>> Start Given records

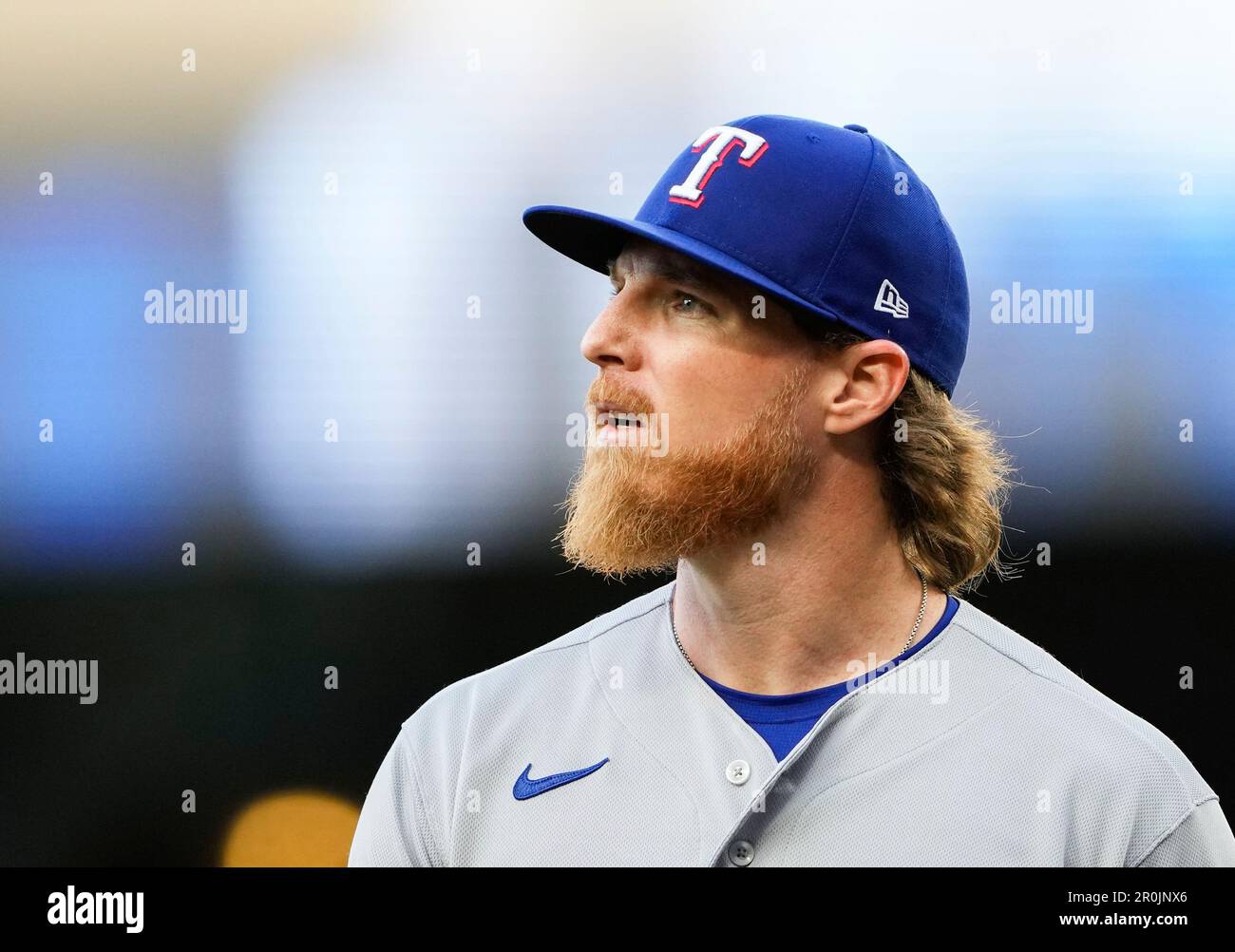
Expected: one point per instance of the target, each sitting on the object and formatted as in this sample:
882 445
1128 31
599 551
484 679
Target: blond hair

>> End Given records
>> Start Given records

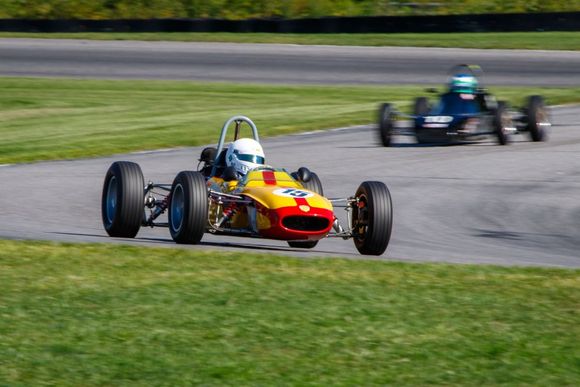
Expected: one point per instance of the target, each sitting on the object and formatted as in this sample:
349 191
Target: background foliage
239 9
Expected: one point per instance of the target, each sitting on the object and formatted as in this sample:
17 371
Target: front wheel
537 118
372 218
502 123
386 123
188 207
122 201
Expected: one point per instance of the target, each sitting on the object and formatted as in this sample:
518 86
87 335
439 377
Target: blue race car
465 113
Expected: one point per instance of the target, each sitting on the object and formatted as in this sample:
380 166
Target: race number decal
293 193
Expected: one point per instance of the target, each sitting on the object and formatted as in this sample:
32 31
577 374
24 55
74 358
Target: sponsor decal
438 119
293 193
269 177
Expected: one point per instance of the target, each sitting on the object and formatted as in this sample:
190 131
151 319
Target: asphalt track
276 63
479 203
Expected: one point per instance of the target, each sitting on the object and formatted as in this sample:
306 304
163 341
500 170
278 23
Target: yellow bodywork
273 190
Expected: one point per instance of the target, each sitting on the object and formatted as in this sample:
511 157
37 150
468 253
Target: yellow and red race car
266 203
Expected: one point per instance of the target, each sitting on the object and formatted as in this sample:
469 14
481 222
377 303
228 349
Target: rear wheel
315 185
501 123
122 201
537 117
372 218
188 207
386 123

>> End Given records

Select and copy every line of the entries above that contains the string "decal", matching case exactly.

Target: race number decal
Target: sponsor decal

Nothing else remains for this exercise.